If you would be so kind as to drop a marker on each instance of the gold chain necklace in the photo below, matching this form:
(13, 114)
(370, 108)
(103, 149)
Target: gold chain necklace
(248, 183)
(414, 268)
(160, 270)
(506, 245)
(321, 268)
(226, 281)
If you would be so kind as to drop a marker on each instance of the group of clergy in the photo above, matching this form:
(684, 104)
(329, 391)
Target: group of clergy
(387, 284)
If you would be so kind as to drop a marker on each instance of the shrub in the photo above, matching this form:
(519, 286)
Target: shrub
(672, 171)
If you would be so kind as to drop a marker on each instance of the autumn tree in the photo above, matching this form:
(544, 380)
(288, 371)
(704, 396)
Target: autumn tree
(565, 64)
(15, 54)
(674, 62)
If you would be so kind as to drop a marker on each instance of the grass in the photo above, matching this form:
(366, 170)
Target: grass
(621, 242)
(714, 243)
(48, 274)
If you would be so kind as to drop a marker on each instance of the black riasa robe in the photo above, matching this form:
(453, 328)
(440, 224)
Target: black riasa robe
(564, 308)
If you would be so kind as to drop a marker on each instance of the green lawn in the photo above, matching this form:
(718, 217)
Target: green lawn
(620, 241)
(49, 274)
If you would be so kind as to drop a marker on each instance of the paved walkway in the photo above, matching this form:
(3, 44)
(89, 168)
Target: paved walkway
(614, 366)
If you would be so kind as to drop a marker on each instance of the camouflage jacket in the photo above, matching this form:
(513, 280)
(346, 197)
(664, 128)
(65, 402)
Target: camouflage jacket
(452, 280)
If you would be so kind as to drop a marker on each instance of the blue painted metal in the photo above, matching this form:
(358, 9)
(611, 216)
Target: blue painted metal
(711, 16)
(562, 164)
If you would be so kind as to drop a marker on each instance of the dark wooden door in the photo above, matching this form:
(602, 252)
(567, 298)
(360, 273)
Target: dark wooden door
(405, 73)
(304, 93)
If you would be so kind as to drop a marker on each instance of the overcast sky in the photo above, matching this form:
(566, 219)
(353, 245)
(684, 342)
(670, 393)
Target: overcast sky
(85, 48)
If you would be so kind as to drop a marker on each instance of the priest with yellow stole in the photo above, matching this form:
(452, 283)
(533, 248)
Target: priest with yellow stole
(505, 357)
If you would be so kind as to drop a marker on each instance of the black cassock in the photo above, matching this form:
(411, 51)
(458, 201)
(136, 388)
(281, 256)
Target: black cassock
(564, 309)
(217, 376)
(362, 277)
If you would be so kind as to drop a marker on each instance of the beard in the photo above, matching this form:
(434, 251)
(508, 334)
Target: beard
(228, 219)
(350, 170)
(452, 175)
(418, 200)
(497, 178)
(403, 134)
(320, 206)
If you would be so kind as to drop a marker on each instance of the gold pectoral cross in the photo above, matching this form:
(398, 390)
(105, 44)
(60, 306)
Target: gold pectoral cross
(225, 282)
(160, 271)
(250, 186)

◆ Your task ◆
Retype the entire listing word for word.

◆ Answer to this task ◆
If you would be so kind as to drop a marker on each instance of the gold chain necklace in the photo below, matching this form:
(13, 114)
(370, 108)
(103, 149)
Target: gold chain necklace
(248, 183)
(414, 268)
(160, 270)
(506, 245)
(321, 268)
(226, 281)
If you would be so kind as to drop a marker on each instance of the group of clergy in the photo above, matching this form:
(684, 104)
(329, 391)
Target: group of clergy
(387, 284)
If you would be so kind as to drop a marker on each instance of the shrub in the photo above, matching this form:
(519, 286)
Target: shrub
(672, 171)
If you would be so kind as to drop a marker on each instance of the autumn tree in the photo above, matching this form:
(544, 380)
(288, 371)
(704, 396)
Target: autumn tree
(565, 64)
(15, 54)
(674, 62)
If you would be so kind as to drop a marker on each instance of the grass in the photo above, matching this form:
(366, 170)
Target: grass
(621, 242)
(714, 243)
(48, 274)
If you would be so kind as to drop a marker on each instance of the black riasa robe in the photo above, matching this form:
(453, 328)
(440, 224)
Target: black riasa robe
(564, 308)
If you would be so kind as to drop a marker on each instance of the green lawn in the photo above, matching this form:
(718, 217)
Target: green lawn
(620, 241)
(49, 274)
If you would be so kind as to drop a marker on each instance of the paved walkway in the photo above, matching this form:
(3, 44)
(89, 168)
Target: paved walkway
(614, 366)
If you would be so kind as to drop a marker on each instance of the camouflage jacket in the photo above, matching this form:
(513, 280)
(346, 197)
(664, 128)
(65, 402)
Target: camouflage jacket
(452, 280)
If you would be so kind as to drop a marker on each instance of the blue painted metal in the photo above, matching this form:
(358, 9)
(611, 216)
Target: blue painted metal
(711, 16)
(562, 164)
If you would be so kind as to drop a marker on each instance of the dark wooden door in the photo above, matching this form:
(602, 252)
(567, 298)
(360, 273)
Target: dark wooden door
(405, 73)
(304, 93)
If you would be so kind as to drop a marker on each instance of the overcast sky in the photo above, matching this form:
(566, 219)
(353, 245)
(684, 342)
(670, 393)
Target: overcast sky
(85, 48)
If you would be so kind as to drop a marker on each instance of the priest with yellow stole in the photo above, matching this form:
(452, 283)
(533, 248)
Target: priest with yellow stole
(505, 357)
If you would be so kind as to drop a marker on each instance of the black cassock in the photo above, matching this form:
(411, 51)
(458, 201)
(136, 388)
(281, 256)
Target: black cassock
(564, 309)
(217, 376)
(362, 277)
If you would be so kind as to drop a marker on each instance of the beard in the photo above, matching this form:
(434, 251)
(508, 334)
Target: beard
(228, 219)
(350, 170)
(452, 175)
(418, 200)
(497, 178)
(403, 134)
(320, 206)
If you would be so kind as to drop a marker on each instance of the gold pectoral cross in the photo above, matching this form:
(398, 390)
(105, 44)
(60, 306)
Target: gold pectoral cross
(225, 282)
(160, 271)
(250, 186)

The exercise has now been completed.